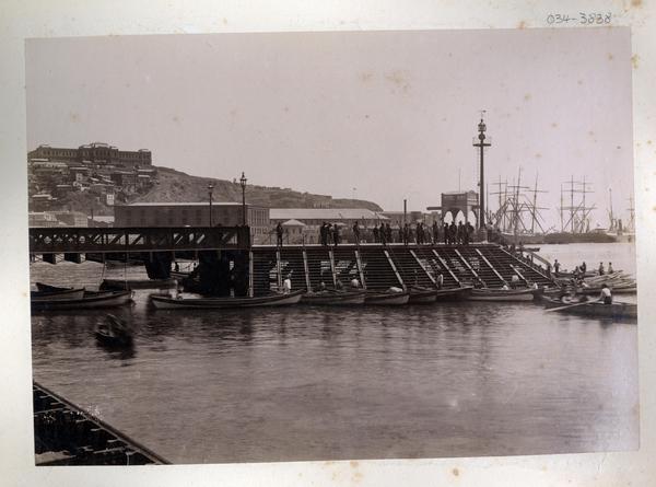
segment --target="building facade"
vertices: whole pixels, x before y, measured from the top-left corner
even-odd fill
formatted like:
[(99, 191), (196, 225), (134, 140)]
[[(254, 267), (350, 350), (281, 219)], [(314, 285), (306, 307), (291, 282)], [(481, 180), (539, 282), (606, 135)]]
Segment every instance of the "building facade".
[[(241, 202), (213, 202), (213, 227), (238, 227), (243, 221)], [(269, 209), (246, 205), (246, 223), (254, 243), (269, 241)], [(134, 202), (114, 206), (116, 227), (209, 227), (209, 202)]]
[(152, 153), (148, 149), (121, 151), (114, 146), (103, 142), (87, 143), (79, 148), (59, 148), (39, 146), (27, 153), (30, 160), (46, 160), (58, 162), (87, 162), (92, 164), (109, 164), (125, 166), (152, 165)]
[[(324, 222), (341, 227), (345, 237), (355, 222), (363, 231), (366, 231), (389, 221), (382, 212), (366, 208), (271, 208), (269, 218), (272, 225), (279, 222), (283, 225), (284, 240), (286, 241), (289, 236), (290, 243), (292, 241), (297, 243), (298, 234), (303, 235), (302, 239), (305, 243), (318, 243), (319, 229)], [(298, 223), (304, 225), (302, 231), (298, 230)], [(292, 231), (294, 232), (293, 239), (290, 233)]]

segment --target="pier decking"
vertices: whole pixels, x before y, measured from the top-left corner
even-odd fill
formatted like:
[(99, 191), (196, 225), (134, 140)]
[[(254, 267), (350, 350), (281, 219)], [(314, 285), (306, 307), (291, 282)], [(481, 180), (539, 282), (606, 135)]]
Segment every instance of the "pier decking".
[(32, 394), (37, 465), (169, 463), (36, 382)]
[[(391, 286), (443, 288), (473, 285), (501, 288), (513, 276), (525, 285), (553, 285), (546, 270), (520, 259), (495, 244), (472, 245), (354, 245), (337, 247), (289, 245), (254, 246), (250, 250), (253, 295), (280, 288), (290, 278), (293, 289), (347, 286), (358, 279), (370, 290)], [(440, 277), (441, 276), (441, 277)]]

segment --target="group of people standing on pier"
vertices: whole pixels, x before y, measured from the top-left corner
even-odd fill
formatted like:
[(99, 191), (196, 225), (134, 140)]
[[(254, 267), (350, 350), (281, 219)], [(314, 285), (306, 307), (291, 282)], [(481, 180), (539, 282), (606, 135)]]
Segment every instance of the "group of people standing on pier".
[[(344, 225), (340, 223), (329, 223), (324, 221), (319, 227), (319, 243), (324, 246), (339, 245), (342, 242), (342, 228)], [(475, 228), (470, 222), (459, 222), (456, 224), (455, 221), (449, 223), (440, 224), (434, 221), (432, 225), (424, 224), (423, 222), (417, 222), (411, 225), (410, 223), (400, 224), (398, 229), (393, 229), (388, 222), (374, 224), (374, 228), (368, 230), (361, 227), (359, 221), (355, 221), (350, 229), (349, 240), (353, 243), (360, 244), (362, 242), (380, 243), (383, 245), (389, 243), (403, 243), (424, 245), (424, 244), (437, 244), (444, 242), (447, 245), (468, 245), (473, 242)], [(278, 246), (282, 246), (283, 236), (285, 229), (282, 223), (276, 225), (276, 242)]]

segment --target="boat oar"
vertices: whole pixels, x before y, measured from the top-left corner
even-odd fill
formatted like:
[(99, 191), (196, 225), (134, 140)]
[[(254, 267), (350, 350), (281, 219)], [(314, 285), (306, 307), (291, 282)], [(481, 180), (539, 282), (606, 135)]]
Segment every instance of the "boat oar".
[(590, 304), (590, 303), (594, 303), (594, 301), (583, 301), (582, 303), (567, 304), (566, 306), (550, 308), (550, 309), (547, 310), (547, 313), (550, 313), (552, 311), (566, 310), (569, 308), (574, 308), (574, 306), (582, 306), (583, 304)]

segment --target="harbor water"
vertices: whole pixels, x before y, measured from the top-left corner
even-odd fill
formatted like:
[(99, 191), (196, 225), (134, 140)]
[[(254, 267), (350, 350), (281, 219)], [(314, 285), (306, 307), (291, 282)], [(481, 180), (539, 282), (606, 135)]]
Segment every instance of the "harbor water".
[[(540, 255), (635, 273), (631, 244)], [(36, 263), (32, 281), (124, 270)], [(126, 350), (96, 344), (102, 311), (35, 313), (34, 379), (174, 463), (637, 448), (635, 324), (530, 302), (180, 312), (149, 292), (113, 311), (137, 329)]]

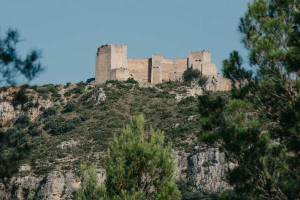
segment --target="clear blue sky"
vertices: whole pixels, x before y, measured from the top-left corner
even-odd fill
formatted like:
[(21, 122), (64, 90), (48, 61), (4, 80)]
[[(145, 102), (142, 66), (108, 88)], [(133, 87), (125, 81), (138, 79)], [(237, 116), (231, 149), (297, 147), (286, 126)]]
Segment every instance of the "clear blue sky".
[(0, 32), (18, 28), (24, 42), (19, 52), (43, 51), (46, 70), (31, 84), (77, 82), (94, 77), (97, 48), (126, 44), (128, 58), (187, 58), (210, 50), (222, 62), (241, 50), (240, 17), (250, 0), (4, 0)]

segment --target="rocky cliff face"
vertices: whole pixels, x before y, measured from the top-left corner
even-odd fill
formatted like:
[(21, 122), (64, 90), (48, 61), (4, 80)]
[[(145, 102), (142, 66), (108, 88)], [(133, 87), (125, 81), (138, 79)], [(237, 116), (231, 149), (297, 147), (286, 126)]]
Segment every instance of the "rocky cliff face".
[[(218, 148), (205, 146), (197, 148), (203, 152), (194, 155), (183, 152), (179, 156), (176, 154), (178, 152), (174, 150), (176, 178), (191, 178), (195, 190), (216, 192), (230, 188), (224, 176), (226, 169), (232, 164), (226, 161), (224, 153), (220, 152)], [(27, 168), (27, 170), (30, 170)], [(26, 166), (20, 168), (24, 168)], [(105, 171), (98, 170), (99, 184), (105, 178)], [(39, 197), (42, 200), (69, 200), (80, 184), (78, 174), (70, 172), (54, 171), (38, 177), (34, 175), (18, 176), (10, 180), (8, 188), (4, 184), (0, 186), (0, 199), (26, 200)]]
[[(208, 81), (202, 86), (198, 85), (196, 82), (194, 82), (191, 87), (182, 86), (185, 90), (184, 94), (178, 94), (176, 92), (174, 92), (174, 94), (176, 94), (176, 98), (180, 100), (188, 96), (195, 96), (196, 95), (200, 95), (204, 90), (230, 90), (230, 84), (228, 80), (223, 78), (220, 75), (217, 75), (208, 76)], [(144, 85), (141, 86), (145, 86)], [(84, 90), (87, 91), (89, 87), (94, 88), (94, 86), (86, 86)], [(54, 100), (54, 98), (52, 98), (52, 97), (48, 99), (42, 99), (33, 90), (28, 90), (31, 99), (32, 100), (32, 102), (35, 104), (38, 100), (38, 104), (36, 106), (29, 106), (26, 110), (26, 113), (30, 116), (32, 121), (41, 118), (43, 113), (43, 110), (41, 109), (42, 108), (44, 109), (54, 106), (60, 108), (60, 112), (64, 114), (62, 108), (64, 104), (69, 100), (68, 98), (64, 96), (64, 94), (75, 88), (75, 85), (70, 86), (67, 88), (64, 87), (64, 86), (57, 87), (58, 93), (62, 96), (59, 100)], [(112, 96), (110, 92), (114, 91), (114, 90), (115, 89), (110, 90), (109, 92), (106, 94), (103, 88), (98, 88), (94, 90), (89, 98), (87, 98), (86, 104), (92, 102), (94, 106), (103, 106), (102, 102), (104, 102), (106, 98), (114, 98), (114, 96)], [(4, 130), (11, 126), (20, 113), (24, 112), (22, 106), (20, 105), (14, 106), (12, 102), (14, 92), (16, 92), (18, 90), (18, 87), (10, 88), (7, 91), (2, 92), (0, 94), (0, 122)], [(73, 97), (73, 99), (76, 100)], [(178, 101), (175, 102), (175, 105), (178, 102)], [(26, 104), (23, 106), (26, 107)], [(119, 106), (118, 104), (115, 107), (112, 106), (114, 109), (119, 109), (118, 107)], [(104, 109), (106, 109), (106, 107), (104, 108), (104, 110), (100, 110), (100, 113), (104, 112), (103, 110), (106, 110)], [(92, 110), (90, 112), (92, 113), (93, 111)], [(98, 118), (98, 116), (97, 118), (96, 117), (94, 118)], [(70, 117), (69, 116), (66, 116), (66, 118)], [(195, 120), (196, 117), (196, 115), (192, 115), (186, 118), (184, 120), (190, 122), (191, 120)], [(184, 122), (178, 122), (174, 126), (174, 128), (178, 126), (180, 126), (180, 124), (184, 124)], [(84, 125), (80, 131), (82, 132), (86, 132), (86, 130), (89, 128), (88, 126)], [(86, 130), (84, 130), (84, 128)], [(43, 134), (44, 134), (42, 136), (44, 138), (50, 137), (49, 134), (46, 132)], [(66, 154), (68, 152), (69, 156), (60, 156), (62, 158), (60, 158), (54, 161), (48, 161), (44, 163), (38, 164), (40, 166), (46, 166), (56, 164), (59, 168), (46, 174), (37, 175), (34, 172), (36, 166), (30, 166), (31, 164), (30, 164), (30, 162), (24, 164), (20, 168), (19, 174), (16, 174), (16, 177), (11, 178), (8, 182), (8, 184), (6, 186), (2, 184), (0, 184), (0, 199), (26, 200), (34, 198), (39, 198), (35, 199), (40, 200), (72, 199), (72, 192), (80, 186), (80, 178), (76, 173), (77, 170), (68, 170), (68, 168), (64, 168), (64, 165), (76, 160), (76, 156), (74, 154), (74, 150), (72, 148), (77, 148), (80, 152), (80, 152), (81, 149), (87, 146), (86, 144), (86, 146), (83, 144), (83, 142), (80, 141), (80, 138), (70, 139), (72, 138), (70, 137), (66, 138), (68, 138), (68, 140), (64, 139), (64, 140), (62, 141), (58, 145), (54, 144), (50, 148), (52, 151), (62, 150)], [(56, 138), (56, 140), (57, 140), (58, 138)], [(48, 140), (51, 142), (51, 140), (52, 139), (50, 138)], [(88, 144), (94, 143), (94, 141), (90, 140), (90, 138), (88, 140), (88, 140)], [(172, 150), (174, 159), (176, 163), (177, 179), (192, 180), (194, 190), (217, 191), (230, 188), (224, 181), (224, 172), (228, 168), (232, 168), (234, 165), (227, 162), (224, 152), (220, 152), (216, 148), (198, 144), (196, 144), (196, 140), (191, 142), (186, 140), (182, 142), (187, 142), (190, 145), (192, 144), (194, 152), (186, 152), (182, 148), (179, 150), (174, 147)], [(41, 144), (40, 145), (43, 144)], [(98, 154), (96, 155), (94, 152), (89, 153), (86, 156), (100, 160), (104, 156), (103, 152), (98, 152)], [(44, 152), (42, 152), (44, 153)], [(103, 182), (105, 180), (105, 171), (101, 168), (100, 166), (98, 168), (98, 178), (99, 183)]]

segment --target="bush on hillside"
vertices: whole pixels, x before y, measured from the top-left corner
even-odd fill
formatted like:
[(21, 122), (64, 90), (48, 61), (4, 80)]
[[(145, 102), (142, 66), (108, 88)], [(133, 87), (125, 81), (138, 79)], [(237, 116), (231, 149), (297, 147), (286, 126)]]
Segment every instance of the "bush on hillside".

◆ ◆ ◆ ◆

__TASK DETAILS__: Gather every line from the rows above that contains the string "harbor", and copy each of those lines in full. Treat case as significant when matching.

__OUTPUT OF THE EXERCISE__:
segment --target="harbor water"
Segment every instance of the "harbor water".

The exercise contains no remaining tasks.